__WORK TO BE COMPLETED__:
Each entry shown below is to be reproduced exactly.

__DATA SHOWN__:

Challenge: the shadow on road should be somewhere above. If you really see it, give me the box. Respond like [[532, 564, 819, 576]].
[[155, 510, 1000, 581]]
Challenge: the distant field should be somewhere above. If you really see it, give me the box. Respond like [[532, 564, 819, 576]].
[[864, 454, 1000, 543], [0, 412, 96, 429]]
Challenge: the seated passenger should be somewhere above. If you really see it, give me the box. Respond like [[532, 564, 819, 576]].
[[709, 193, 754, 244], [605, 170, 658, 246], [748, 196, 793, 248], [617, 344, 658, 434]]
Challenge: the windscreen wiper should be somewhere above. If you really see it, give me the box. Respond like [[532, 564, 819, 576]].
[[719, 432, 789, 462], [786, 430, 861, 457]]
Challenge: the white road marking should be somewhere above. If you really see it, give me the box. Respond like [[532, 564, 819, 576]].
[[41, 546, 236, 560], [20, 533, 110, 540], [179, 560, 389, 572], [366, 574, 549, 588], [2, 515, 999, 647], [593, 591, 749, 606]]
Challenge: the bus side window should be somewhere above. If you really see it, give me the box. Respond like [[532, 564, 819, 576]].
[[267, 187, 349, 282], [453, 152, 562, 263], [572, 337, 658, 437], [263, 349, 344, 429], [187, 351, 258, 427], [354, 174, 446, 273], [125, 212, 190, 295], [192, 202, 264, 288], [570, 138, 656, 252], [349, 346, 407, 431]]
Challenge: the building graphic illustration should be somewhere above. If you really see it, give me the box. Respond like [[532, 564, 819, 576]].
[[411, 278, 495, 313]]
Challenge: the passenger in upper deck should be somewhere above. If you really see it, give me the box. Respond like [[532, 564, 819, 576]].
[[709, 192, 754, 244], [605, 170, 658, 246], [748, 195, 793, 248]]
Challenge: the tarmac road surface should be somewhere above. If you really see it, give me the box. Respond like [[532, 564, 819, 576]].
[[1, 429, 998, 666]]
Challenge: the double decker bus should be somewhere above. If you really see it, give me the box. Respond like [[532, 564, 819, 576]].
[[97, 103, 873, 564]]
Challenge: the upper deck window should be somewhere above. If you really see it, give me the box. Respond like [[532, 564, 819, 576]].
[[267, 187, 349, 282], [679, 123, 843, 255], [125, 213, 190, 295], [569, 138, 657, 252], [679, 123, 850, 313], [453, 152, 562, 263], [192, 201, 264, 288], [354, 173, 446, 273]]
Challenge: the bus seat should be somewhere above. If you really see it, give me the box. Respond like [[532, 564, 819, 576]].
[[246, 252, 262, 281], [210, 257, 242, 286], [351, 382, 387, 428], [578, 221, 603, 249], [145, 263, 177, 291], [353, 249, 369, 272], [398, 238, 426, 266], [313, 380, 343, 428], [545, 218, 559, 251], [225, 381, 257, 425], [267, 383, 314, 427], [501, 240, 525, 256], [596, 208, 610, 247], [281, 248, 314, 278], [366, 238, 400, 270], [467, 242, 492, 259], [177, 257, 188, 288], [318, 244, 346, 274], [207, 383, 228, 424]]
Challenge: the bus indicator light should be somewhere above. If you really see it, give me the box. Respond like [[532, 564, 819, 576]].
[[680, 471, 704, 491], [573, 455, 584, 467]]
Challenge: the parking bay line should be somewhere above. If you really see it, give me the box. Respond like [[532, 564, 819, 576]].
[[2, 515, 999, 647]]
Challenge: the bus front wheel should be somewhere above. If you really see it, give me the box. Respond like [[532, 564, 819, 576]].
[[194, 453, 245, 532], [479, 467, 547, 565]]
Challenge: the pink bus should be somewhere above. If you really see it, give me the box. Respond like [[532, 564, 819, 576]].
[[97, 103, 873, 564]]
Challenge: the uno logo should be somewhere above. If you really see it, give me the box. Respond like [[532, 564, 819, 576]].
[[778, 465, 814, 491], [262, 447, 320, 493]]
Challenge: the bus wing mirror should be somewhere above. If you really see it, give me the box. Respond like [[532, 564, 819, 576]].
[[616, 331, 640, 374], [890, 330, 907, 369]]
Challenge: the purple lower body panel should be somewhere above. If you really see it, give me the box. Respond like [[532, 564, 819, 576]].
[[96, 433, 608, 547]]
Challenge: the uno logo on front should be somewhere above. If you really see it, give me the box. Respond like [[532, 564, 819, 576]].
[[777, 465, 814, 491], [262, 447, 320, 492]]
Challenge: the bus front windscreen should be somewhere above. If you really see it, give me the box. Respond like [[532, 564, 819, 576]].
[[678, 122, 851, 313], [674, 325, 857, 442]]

__EXPECTED ANSWER__:
Challenge: the shadow on road should be somewhere above. If you really see it, give me the box. Respond like [[532, 564, 819, 576]].
[[155, 510, 1000, 581]]
Challenge: the distant field should be somewhere above. If you really see it, give me the box. Respond like [[532, 564, 819, 576]].
[[864, 454, 1000, 543], [0, 412, 96, 429]]
Challenge: the seated passenger should be somewhere above. If you really see it, give me the box. Respond like [[532, 564, 819, 576]].
[[709, 193, 754, 244], [605, 170, 658, 246], [748, 196, 793, 248], [617, 344, 658, 434]]
Challenge: the windscreen wiper should be somewhere above. If you really see it, give me the box. Respond like [[532, 564, 819, 576]].
[[719, 432, 789, 462], [786, 430, 861, 457]]
Challenge: the white road marking should be somewhere above. If you really see it, give me the box. Respond like [[532, 564, 819, 576]].
[[41, 546, 236, 560], [20, 533, 110, 540], [179, 560, 389, 572], [366, 574, 549, 588], [2, 515, 999, 647], [593, 591, 749, 606]]
Challenge: the bus side window should be somewhere above. If you really see it, give me the box. Respond like [[532, 564, 819, 576]].
[[267, 187, 349, 282], [453, 152, 562, 263], [572, 337, 658, 437], [263, 349, 344, 429], [187, 351, 258, 427], [354, 174, 446, 273], [125, 212, 190, 295], [192, 202, 264, 288], [570, 138, 656, 252], [349, 346, 407, 431]]
Challenge: the building graphic illustration should be somewhere above. If you really see it, give me the box. Respond like [[532, 564, 819, 576]].
[[411, 278, 495, 313]]
Challenge: the passenger in upper deck should be somewhere above. If you really see it, give me the box. Respond like [[532, 564, 819, 576]].
[[709, 192, 754, 244], [605, 170, 658, 246], [748, 195, 793, 248]]
Challenge: the tarmac road surface should be somewhere above. If you really see it, give me the box. Respond like [[532, 564, 819, 576]].
[[1, 429, 998, 666]]
Challenge: the double decker bus should be somewhere above. If you really see it, give me the box. Respond like [[532, 564, 819, 576]].
[[97, 103, 873, 564]]
Challenge: the upper deck window should be somewhere above. If you really see it, give me the box. Respond like [[532, 564, 819, 576]].
[[267, 187, 349, 282], [679, 123, 843, 255], [125, 213, 190, 295], [569, 138, 657, 252], [679, 123, 850, 313], [453, 152, 562, 263], [192, 201, 264, 288], [354, 173, 446, 273]]
Challenge: the bus seat should be somewhere above. If you really see it, give me the box. Respond like [[532, 564, 819, 576]].
[[246, 252, 262, 281], [210, 257, 242, 286], [351, 382, 387, 428], [578, 221, 603, 249], [145, 263, 177, 291], [353, 249, 369, 272], [398, 238, 426, 266], [313, 380, 343, 428], [545, 218, 559, 251], [225, 381, 257, 425], [267, 383, 314, 427], [501, 240, 525, 256], [596, 208, 610, 247], [281, 248, 314, 278], [366, 238, 400, 270], [467, 242, 492, 259], [177, 257, 188, 288], [318, 244, 346, 274], [207, 383, 228, 424]]
Challenge: the bus indicator light should be somewhere above. If you really see it, give me the box. Respond like [[532, 564, 819, 576]].
[[680, 471, 704, 491], [573, 455, 584, 467]]
Challenge: the parking bay line should be somewhere above. If you really see it, give me the box. Respond like [[532, 564, 819, 576]].
[[2, 515, 999, 647]]
Challenge: the bus front wheel should be somewhere above. If you really see it, give me the box. Respond like [[532, 564, 819, 576]].
[[194, 453, 245, 532], [479, 467, 547, 565]]
Challenge: the pink bus should be somewhere above. If you really see it, give me the box. Respond like [[532, 564, 819, 576]].
[[97, 103, 873, 564]]
Challenge: the uno logo should be somewhere above. If you really see it, give me the box. Respond like [[532, 564, 819, 576]].
[[778, 465, 814, 491], [262, 447, 320, 493]]
Challenge: the bus wing mirror should be somewhere above. If you really see it, give me the box. Respond like [[532, 564, 819, 576]].
[[616, 331, 640, 374], [890, 330, 907, 369]]
Challenge: the purple lower body panel should be somewhere above. If you really see it, give me the box. Respond like [[532, 564, 819, 576]].
[[96, 433, 608, 547]]
Challenge: the uno logo on front should be somewhere above. If you really see it, give me the box. Respond like [[532, 564, 819, 576]].
[[777, 465, 814, 491], [262, 447, 320, 492]]
Challenge: the bus front windscreen should be somewhere above. If you really see it, give me the box. Respond like [[532, 564, 819, 576]].
[[678, 122, 851, 313], [674, 325, 857, 442]]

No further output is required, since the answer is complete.